Exercise details:
Print each of the records below verbatim, line by line, with no changes.

Stored rows:
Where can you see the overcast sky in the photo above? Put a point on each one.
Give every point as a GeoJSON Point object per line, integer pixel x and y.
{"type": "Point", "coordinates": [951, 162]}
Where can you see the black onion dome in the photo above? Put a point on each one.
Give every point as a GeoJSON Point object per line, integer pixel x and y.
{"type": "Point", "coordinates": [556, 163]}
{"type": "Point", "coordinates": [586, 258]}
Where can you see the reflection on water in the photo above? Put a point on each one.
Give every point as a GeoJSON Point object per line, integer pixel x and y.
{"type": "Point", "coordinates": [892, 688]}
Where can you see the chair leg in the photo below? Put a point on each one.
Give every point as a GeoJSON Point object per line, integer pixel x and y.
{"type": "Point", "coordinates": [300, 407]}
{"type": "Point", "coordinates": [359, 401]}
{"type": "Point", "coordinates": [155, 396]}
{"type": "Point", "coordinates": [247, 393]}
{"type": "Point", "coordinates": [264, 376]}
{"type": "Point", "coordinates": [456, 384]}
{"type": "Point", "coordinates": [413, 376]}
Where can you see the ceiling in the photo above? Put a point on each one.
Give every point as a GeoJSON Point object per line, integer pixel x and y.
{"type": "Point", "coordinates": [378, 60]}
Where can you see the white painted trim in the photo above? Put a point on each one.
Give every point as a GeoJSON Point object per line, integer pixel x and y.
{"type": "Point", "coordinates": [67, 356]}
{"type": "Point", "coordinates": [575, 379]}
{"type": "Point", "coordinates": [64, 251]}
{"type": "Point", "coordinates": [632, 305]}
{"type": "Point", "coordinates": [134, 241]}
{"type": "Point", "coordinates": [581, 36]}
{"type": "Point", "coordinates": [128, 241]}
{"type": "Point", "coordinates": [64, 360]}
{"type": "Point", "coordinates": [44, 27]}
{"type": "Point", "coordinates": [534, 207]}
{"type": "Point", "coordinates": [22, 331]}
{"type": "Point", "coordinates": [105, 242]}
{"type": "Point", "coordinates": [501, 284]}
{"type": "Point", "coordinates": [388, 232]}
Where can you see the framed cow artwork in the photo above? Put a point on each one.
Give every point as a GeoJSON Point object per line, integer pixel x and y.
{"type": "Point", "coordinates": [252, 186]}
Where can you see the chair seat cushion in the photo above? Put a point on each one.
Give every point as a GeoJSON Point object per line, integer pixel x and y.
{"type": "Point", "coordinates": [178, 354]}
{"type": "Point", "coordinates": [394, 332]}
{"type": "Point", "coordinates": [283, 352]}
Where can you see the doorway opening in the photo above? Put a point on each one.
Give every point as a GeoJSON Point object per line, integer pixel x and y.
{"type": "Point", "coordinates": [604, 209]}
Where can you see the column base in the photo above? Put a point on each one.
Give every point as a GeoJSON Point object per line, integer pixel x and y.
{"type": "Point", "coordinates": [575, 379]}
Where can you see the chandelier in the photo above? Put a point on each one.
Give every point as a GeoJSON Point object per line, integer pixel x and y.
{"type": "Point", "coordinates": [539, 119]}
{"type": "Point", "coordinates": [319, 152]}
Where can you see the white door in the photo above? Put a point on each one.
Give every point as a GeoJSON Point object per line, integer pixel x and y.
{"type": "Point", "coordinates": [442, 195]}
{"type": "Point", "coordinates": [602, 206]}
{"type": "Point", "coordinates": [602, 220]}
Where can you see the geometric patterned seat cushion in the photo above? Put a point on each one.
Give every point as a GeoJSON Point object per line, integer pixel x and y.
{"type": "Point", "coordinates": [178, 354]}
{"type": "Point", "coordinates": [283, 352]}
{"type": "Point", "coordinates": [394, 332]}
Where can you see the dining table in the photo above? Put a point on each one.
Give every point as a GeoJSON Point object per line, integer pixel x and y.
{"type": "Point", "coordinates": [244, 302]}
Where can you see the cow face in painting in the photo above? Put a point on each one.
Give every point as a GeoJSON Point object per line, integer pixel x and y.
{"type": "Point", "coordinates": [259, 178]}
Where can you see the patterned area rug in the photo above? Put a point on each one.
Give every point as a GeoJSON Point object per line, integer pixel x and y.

Response to the task:
Where can you see the overcast sky in the photo above? Put a point on each one.
Give every point as a GeoJSON Point object per line, integer pixel x and y.
{"type": "Point", "coordinates": [951, 162]}
Where can you see the black onion dome in the photo above? Put a point on each one.
Give every point as a GeoJSON Point object per line, integer pixel x and y.
{"type": "Point", "coordinates": [556, 163]}
{"type": "Point", "coordinates": [586, 258]}
Where can you see the reflection on water in the photo above? Put a point on each one.
Give every point as a GeoJSON Point object per line, integer pixel x and y.
{"type": "Point", "coordinates": [892, 688]}
Where can you see the chair leg in the photo below? Put a point on each one.
Give every point as a GeoJSON Point object per line, integer pixel x and y.
{"type": "Point", "coordinates": [300, 407]}
{"type": "Point", "coordinates": [359, 401]}
{"type": "Point", "coordinates": [155, 396]}
{"type": "Point", "coordinates": [247, 393]}
{"type": "Point", "coordinates": [264, 376]}
{"type": "Point", "coordinates": [456, 384]}
{"type": "Point", "coordinates": [413, 376]}
Where can you see the ceiling in the photo above? Put a point on each one.
Give every point as a GeoJSON Point object per line, integer pixel x and y.
{"type": "Point", "coordinates": [378, 60]}
Where can you see the white painted trim in the photo above? Put a point on each one.
Give every point as a GeoJSON Point object per line, integer pixel x and y.
{"type": "Point", "coordinates": [67, 356]}
{"type": "Point", "coordinates": [575, 379]}
{"type": "Point", "coordinates": [64, 251]}
{"type": "Point", "coordinates": [632, 305]}
{"type": "Point", "coordinates": [134, 241]}
{"type": "Point", "coordinates": [581, 36]}
{"type": "Point", "coordinates": [128, 241]}
{"type": "Point", "coordinates": [64, 360]}
{"type": "Point", "coordinates": [44, 27]}
{"type": "Point", "coordinates": [534, 207]}
{"type": "Point", "coordinates": [22, 331]}
{"type": "Point", "coordinates": [105, 242]}
{"type": "Point", "coordinates": [501, 284]}
{"type": "Point", "coordinates": [388, 232]}
Where can you see the framed cow artwork in the photo above? Put a point on each one.
Give every point as a GeoJSON Point object per line, integer pixel x and y.
{"type": "Point", "coordinates": [252, 186]}
Where can you see the chair seat cushion in the photo above? Put a point on each one.
Give every point as a GeoJSON Point object per line, integer pixel x and y.
{"type": "Point", "coordinates": [178, 354]}
{"type": "Point", "coordinates": [394, 332]}
{"type": "Point", "coordinates": [283, 352]}
Where can you see the doorway opening in the photo above? Put a point on each one.
Give every point as a GeoJSON Point object per line, integer pixel x and y.
{"type": "Point", "coordinates": [604, 209]}
Where can you see the column base in the photo above? Put a point on each one.
Give every point as a GeoJSON Point object per line, integer pixel x and y.
{"type": "Point", "coordinates": [575, 379]}
Where can you see the chandelier in the photo above? Put a point on each one.
Give every point as a GeoJSON Point object per line, integer pixel x and y.
{"type": "Point", "coordinates": [539, 119]}
{"type": "Point", "coordinates": [319, 152]}
Where can you see the white door in the photo above? Put a point on each one.
Give every point as a GeoJSON Point object per line, integer pixel x and y.
{"type": "Point", "coordinates": [442, 195]}
{"type": "Point", "coordinates": [602, 206]}
{"type": "Point", "coordinates": [602, 220]}
Where can you see the geometric patterned seat cushion in the photo above? Put a point on each one.
Give every point as a GeoJSON Point object per line, integer pixel x and y.
{"type": "Point", "coordinates": [178, 354]}
{"type": "Point", "coordinates": [283, 352]}
{"type": "Point", "coordinates": [394, 332]}
Where can you see the dining table in the photo above? Put a point on each one.
Give every point as a GeoJSON Point object per line, integer pixel x and y.
{"type": "Point", "coordinates": [244, 302]}
Where can you see the cow face in painting in the photo above? Put a point on each one.
Give every point as a GeoJSON Point object per line, integer pixel x and y.
{"type": "Point", "coordinates": [259, 178]}
Where can you see the patterned area rug in the photo above? Put a point on each one.
Give every point as a GeoJSON Point object per line, integer pixel x and y.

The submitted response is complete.